== PASSAGE À LIRE ==
Là où Helen Mirren touche un point sensible, c’est que les spectateurs qui se rendent le plus au cinéma aux Etats-Unis, ce sont les hommes de 15 à 35 ans, expliquait à l'époque le Sunday Times. Ils deviennent donc la cible des studios, comme la fameuse "ménagère de moins de 50 ans" en France pour les animateurs de télévision. Résultat, en ciblant principalement les hommes, la plupart des films du moment offrent les rôles importants aux acteurs. Et en oublieraient carrément les femmes, ne proposant que des films de mecs pour les mecs avec des mecs - comme The Expendables.

(Entrées de la collection)
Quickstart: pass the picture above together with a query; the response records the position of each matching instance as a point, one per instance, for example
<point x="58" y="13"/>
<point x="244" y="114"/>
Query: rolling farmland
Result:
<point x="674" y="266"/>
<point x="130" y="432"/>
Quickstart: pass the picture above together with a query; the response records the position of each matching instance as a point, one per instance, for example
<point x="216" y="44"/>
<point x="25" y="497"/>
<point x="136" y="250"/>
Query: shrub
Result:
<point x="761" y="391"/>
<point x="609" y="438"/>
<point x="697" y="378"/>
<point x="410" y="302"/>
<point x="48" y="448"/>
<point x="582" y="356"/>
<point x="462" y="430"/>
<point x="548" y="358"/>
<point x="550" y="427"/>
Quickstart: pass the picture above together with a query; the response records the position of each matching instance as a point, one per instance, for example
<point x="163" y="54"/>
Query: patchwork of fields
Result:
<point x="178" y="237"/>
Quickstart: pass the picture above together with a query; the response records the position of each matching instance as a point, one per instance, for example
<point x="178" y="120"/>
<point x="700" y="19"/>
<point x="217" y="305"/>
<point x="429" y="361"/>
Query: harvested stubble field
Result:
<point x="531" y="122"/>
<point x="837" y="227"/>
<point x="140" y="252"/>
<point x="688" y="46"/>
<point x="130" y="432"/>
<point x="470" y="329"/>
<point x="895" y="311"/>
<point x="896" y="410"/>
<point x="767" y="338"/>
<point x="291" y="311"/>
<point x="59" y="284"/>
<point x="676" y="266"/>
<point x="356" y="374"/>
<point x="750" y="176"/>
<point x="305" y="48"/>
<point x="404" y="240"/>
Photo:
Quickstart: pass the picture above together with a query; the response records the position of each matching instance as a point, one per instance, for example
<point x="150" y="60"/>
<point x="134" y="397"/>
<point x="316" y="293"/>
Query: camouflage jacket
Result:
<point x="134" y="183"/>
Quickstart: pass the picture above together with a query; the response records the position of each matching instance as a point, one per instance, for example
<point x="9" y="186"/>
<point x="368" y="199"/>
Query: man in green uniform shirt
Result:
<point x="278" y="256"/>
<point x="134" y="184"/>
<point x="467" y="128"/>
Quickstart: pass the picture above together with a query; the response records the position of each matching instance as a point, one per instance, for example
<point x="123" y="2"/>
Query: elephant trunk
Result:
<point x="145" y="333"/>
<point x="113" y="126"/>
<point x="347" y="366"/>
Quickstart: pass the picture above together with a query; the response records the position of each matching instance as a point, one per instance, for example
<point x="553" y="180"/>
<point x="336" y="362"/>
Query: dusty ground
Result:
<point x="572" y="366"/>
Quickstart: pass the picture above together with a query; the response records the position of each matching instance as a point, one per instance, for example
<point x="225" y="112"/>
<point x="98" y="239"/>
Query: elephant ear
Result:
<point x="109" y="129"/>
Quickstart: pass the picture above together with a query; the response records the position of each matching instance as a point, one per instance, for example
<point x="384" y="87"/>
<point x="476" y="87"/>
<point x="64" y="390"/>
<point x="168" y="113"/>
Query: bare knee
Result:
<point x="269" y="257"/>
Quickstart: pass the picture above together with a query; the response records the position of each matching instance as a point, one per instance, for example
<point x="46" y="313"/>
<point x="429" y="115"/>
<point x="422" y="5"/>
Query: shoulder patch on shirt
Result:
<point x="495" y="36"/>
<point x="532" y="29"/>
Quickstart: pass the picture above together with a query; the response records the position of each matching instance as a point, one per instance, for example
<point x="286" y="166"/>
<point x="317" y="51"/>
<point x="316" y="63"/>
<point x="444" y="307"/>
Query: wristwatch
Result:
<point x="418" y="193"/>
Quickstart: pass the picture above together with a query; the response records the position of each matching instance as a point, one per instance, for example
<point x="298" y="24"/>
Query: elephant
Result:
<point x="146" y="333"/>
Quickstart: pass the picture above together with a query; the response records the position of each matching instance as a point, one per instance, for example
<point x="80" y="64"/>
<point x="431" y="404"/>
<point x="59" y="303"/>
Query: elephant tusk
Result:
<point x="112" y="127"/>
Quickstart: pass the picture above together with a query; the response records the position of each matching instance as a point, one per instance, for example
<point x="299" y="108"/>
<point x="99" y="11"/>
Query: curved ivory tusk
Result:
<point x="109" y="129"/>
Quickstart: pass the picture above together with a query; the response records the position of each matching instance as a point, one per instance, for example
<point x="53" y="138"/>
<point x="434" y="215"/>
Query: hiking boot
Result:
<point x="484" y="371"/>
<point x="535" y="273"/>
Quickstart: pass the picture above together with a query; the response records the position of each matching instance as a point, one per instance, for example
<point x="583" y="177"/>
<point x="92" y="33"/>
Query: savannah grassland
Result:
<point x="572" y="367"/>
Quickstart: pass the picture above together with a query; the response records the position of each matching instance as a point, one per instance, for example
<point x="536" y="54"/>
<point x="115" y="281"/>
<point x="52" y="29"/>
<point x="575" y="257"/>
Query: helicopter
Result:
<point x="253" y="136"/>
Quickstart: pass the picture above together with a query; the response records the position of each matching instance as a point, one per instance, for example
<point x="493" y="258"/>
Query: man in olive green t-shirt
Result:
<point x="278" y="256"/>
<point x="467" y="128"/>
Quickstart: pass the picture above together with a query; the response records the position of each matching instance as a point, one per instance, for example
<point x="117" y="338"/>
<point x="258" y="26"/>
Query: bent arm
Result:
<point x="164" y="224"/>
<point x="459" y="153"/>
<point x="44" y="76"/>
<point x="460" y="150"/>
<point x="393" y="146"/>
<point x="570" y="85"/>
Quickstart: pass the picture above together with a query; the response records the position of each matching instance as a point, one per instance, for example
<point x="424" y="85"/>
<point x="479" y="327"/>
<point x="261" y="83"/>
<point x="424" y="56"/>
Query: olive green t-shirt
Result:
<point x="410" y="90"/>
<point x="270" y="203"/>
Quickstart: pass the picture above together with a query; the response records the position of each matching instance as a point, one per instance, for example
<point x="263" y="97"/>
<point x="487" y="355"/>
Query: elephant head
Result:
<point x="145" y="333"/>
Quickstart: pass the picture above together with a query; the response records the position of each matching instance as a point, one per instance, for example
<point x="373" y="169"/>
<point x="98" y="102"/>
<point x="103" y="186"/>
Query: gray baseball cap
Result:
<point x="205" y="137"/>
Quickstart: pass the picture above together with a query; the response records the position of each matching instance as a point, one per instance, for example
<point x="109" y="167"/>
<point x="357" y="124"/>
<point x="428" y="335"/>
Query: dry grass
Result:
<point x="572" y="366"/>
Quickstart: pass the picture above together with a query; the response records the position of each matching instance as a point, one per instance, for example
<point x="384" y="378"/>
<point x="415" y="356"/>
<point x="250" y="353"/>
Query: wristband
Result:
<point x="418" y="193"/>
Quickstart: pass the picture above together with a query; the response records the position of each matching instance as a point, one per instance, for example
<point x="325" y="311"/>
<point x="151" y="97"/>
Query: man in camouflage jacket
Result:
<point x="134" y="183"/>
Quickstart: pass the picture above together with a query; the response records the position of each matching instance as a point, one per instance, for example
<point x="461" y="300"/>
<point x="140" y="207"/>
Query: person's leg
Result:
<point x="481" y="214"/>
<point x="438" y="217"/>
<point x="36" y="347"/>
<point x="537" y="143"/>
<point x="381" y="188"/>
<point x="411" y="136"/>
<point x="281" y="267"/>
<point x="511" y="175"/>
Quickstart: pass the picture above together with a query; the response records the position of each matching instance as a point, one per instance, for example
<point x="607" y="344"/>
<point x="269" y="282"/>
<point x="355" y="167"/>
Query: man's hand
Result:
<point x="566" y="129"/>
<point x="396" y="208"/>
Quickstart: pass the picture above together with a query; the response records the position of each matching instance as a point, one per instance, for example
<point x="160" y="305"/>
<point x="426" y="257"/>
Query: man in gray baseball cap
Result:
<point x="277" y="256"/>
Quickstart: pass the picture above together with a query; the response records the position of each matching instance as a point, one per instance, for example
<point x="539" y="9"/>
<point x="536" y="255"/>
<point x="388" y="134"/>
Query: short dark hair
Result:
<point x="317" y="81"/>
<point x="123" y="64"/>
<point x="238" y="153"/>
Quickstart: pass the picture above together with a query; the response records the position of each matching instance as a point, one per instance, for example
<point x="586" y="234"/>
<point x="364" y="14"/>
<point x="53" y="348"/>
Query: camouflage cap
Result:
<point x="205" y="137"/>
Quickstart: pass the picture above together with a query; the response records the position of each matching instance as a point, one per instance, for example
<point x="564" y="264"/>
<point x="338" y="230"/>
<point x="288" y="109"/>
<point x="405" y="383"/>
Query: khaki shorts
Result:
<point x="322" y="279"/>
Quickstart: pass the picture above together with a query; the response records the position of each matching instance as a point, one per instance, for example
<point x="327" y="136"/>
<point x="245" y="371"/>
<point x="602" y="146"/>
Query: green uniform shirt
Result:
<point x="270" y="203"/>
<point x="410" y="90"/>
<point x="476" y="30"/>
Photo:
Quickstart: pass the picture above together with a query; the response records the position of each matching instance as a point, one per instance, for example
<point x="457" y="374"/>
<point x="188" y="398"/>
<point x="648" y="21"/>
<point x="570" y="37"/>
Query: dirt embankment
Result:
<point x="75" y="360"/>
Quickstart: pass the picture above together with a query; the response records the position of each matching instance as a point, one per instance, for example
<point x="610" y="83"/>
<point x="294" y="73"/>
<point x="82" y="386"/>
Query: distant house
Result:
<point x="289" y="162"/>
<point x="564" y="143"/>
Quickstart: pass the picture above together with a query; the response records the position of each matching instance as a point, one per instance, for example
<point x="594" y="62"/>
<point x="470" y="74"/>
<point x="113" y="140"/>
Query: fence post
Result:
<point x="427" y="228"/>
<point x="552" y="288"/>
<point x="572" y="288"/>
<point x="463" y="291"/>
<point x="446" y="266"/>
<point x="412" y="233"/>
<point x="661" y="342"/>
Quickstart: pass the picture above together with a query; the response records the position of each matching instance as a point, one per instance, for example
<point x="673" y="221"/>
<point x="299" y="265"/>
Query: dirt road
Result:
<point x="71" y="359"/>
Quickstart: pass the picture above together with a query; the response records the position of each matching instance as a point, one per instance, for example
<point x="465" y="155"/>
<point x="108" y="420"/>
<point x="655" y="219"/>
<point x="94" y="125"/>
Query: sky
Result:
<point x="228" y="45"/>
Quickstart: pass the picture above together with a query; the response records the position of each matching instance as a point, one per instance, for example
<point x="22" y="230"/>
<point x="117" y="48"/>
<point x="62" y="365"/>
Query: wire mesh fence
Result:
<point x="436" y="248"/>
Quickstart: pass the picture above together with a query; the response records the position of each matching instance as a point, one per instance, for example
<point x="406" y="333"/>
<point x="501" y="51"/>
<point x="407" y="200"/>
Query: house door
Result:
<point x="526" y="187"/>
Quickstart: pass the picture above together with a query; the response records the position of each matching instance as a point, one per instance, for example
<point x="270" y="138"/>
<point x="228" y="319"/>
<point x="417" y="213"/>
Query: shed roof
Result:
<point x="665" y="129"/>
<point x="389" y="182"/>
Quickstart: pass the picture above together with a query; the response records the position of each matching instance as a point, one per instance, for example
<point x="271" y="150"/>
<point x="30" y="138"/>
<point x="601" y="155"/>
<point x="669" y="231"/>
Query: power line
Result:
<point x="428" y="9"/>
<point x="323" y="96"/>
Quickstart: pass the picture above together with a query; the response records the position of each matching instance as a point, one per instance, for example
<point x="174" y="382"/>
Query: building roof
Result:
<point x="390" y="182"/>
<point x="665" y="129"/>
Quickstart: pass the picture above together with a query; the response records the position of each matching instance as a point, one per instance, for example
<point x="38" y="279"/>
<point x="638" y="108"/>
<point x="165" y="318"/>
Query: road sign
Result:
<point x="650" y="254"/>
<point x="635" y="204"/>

== OBJECTIF ==
D'après le passage à lire, qui sont les spectateurs qui se rendent le plus au cinéma aux États-Unis ?

== RÉPONSE ATTENDUE ==
Les hommes de 15 à 35 ans.